TASK BRIEF:
Select every line of the listing below that contains the string "hair", and copy each one. Case counts.

[Point annotations for photographs]
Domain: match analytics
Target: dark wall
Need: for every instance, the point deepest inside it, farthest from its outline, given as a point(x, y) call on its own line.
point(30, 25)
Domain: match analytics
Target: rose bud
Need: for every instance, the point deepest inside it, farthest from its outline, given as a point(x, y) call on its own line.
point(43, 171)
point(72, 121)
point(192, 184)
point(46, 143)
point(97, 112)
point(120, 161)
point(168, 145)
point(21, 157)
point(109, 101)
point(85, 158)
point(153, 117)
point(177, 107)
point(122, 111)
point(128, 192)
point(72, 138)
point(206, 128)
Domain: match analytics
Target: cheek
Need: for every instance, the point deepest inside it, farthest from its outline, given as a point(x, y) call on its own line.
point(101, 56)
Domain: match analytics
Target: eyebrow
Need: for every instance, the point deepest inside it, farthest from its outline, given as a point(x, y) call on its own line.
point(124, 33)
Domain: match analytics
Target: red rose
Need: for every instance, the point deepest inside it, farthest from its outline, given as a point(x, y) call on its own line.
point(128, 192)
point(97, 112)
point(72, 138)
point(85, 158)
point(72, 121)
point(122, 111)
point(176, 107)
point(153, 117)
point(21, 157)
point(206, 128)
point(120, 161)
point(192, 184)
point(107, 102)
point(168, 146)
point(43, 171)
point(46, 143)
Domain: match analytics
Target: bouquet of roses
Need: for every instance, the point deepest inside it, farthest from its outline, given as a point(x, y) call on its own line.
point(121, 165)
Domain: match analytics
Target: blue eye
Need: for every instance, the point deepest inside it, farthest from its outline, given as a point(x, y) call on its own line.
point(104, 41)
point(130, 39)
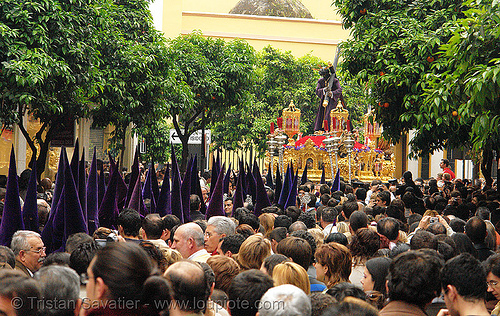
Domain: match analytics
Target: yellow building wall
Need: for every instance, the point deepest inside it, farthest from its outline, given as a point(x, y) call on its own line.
point(318, 37)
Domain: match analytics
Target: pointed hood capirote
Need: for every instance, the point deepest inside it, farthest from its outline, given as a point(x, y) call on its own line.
point(186, 192)
point(303, 179)
point(262, 200)
point(269, 176)
point(12, 219)
point(108, 210)
point(323, 176)
point(134, 174)
point(175, 193)
point(163, 205)
point(216, 205)
point(336, 182)
point(30, 207)
point(136, 200)
point(74, 219)
point(93, 196)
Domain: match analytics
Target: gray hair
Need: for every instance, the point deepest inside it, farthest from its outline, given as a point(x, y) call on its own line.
point(285, 300)
point(223, 225)
point(20, 240)
point(192, 230)
point(59, 283)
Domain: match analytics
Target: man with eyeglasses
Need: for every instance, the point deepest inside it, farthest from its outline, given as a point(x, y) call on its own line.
point(29, 250)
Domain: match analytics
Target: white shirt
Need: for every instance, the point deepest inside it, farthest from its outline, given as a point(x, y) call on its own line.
point(329, 229)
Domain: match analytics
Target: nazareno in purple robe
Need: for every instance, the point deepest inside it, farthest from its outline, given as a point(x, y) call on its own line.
point(324, 113)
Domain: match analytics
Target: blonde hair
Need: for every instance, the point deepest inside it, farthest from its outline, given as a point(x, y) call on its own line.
point(267, 221)
point(338, 259)
point(318, 235)
point(253, 251)
point(292, 273)
point(431, 213)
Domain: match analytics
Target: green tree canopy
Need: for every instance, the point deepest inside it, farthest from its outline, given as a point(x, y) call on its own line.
point(63, 60)
point(280, 79)
point(214, 77)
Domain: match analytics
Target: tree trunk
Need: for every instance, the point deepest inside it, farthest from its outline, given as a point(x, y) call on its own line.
point(486, 166)
point(185, 152)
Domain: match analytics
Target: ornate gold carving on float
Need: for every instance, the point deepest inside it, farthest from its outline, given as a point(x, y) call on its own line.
point(368, 162)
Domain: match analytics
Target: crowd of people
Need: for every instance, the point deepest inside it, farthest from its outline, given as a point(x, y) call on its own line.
point(412, 247)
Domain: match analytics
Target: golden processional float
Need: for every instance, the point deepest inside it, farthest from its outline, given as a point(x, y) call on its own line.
point(335, 149)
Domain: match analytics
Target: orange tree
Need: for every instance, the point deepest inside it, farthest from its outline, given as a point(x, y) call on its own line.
point(469, 89)
point(404, 52)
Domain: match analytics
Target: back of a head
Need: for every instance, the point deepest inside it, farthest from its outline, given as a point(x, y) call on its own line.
point(414, 277)
point(7, 256)
point(285, 300)
point(76, 239)
point(223, 225)
point(297, 226)
point(130, 220)
point(297, 249)
point(58, 283)
point(153, 226)
point(467, 275)
point(379, 268)
point(170, 220)
point(232, 243)
point(349, 208)
point(278, 234)
point(253, 251)
point(351, 306)
point(475, 229)
point(81, 257)
point(329, 215)
point(345, 289)
point(337, 238)
point(283, 221)
point(190, 288)
point(423, 239)
point(250, 219)
point(273, 260)
point(16, 285)
point(225, 269)
point(389, 227)
point(293, 212)
point(194, 202)
point(248, 286)
point(124, 267)
point(464, 244)
point(358, 220)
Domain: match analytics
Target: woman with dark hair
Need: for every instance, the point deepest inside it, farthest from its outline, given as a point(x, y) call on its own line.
point(374, 279)
point(363, 246)
point(492, 267)
point(120, 282)
point(333, 264)
point(464, 244)
point(408, 179)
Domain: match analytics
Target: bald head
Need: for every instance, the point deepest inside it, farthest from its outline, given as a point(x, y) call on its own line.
point(189, 285)
point(188, 239)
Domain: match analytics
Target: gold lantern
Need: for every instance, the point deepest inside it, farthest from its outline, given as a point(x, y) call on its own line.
point(291, 120)
point(339, 120)
point(372, 129)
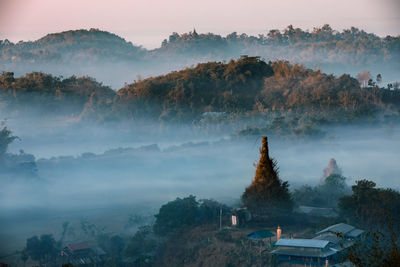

EXERCISE OUTPUT:
Target: gray hair
Target: blonde hair
Target: woman with dark hair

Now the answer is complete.